→ REQUIRED WORK
A: Please reproduce the Imran Khan text word for word, everything from "History sometimes produces" down to "a twenty-first-century revolutionary.".
B: What blend does the Imran Khan text say Pakistan's rulers used to transform Khan? List each part of it.

[Begin SOURCE EXTRACT]

History sometimes produces moments when entrenched power collides with a nation’s conscience so abruptly that the collision reshapes politics. These moments do not create new leaders; they reinvent those already present. Pakistan is living through such a moment now. Through a blend of repression, miscalculation, and geopolitical fantasy, the country’s rulers — and their foreign enablers — have accomplished what once seemed impossible: they have transformed a mild reformist, Imran Khan, into Pakistan’s closest equivalent to a twenty-first-century revolutionary.

This transformation was not Khan’s strategy. It was engineered — unintentionally and disastrously — by those who believed they controlled every lever of the Pakistani state. Their actions have pushed the country towards a crisis where repression without legitimacy resembles not authority but decline.

This is not merely Khan’s story. It is the story of a state discovering that fear does not always produce obedience — sometimes it produces awakening.

The snap: A nation demands “proof of life”

[End SOURCE EXTRACT]
[Begin EXCERPTED RECORDS]

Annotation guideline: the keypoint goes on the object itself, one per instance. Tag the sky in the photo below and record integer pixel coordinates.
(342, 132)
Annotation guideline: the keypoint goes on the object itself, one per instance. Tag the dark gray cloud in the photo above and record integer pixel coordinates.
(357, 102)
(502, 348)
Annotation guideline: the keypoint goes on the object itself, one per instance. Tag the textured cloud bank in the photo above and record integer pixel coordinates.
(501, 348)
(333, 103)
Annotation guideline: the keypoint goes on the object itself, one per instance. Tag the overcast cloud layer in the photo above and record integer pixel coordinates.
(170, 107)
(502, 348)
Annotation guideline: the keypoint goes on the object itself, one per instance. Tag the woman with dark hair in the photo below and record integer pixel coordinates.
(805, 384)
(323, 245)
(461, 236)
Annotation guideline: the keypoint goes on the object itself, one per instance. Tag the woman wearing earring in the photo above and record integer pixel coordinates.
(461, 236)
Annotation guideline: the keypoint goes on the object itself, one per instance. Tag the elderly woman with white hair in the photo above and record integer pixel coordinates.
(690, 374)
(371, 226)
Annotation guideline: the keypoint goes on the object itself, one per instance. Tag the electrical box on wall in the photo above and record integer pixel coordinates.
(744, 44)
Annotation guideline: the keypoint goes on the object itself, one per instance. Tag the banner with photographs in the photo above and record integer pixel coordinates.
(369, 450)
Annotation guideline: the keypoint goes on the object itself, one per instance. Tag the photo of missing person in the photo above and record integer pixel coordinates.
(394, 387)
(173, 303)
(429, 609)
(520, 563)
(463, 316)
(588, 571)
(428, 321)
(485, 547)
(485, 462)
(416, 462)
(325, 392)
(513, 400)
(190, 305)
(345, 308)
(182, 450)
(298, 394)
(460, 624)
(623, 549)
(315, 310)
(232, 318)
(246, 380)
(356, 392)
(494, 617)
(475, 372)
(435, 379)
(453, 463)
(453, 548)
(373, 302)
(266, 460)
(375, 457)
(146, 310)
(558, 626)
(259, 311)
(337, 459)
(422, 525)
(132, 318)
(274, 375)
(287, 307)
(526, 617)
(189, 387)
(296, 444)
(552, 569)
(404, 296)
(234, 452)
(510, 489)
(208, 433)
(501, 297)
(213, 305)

[End EXCERPTED RECORDS]

→ EXERCISE RESULTS
A:
History sometimes produces moments when entrenched power collides with a nation’s conscience so abruptly that the collision reshapes politics. These moments do not create new leaders; they reinvent those already present. Pakistan is living through such a moment now. Through a blend of repression, miscalculation, and geopolitical fantasy, the country’s rulers — and their foreign enablers — have accomplished what once seemed impossible: they have transformed a mild reformist, Imran Khan, into Pakistan’s closest equivalent to a twenty-first-century revolutionary.

B:
- repression
- miscalculation
- geopolitical fantasy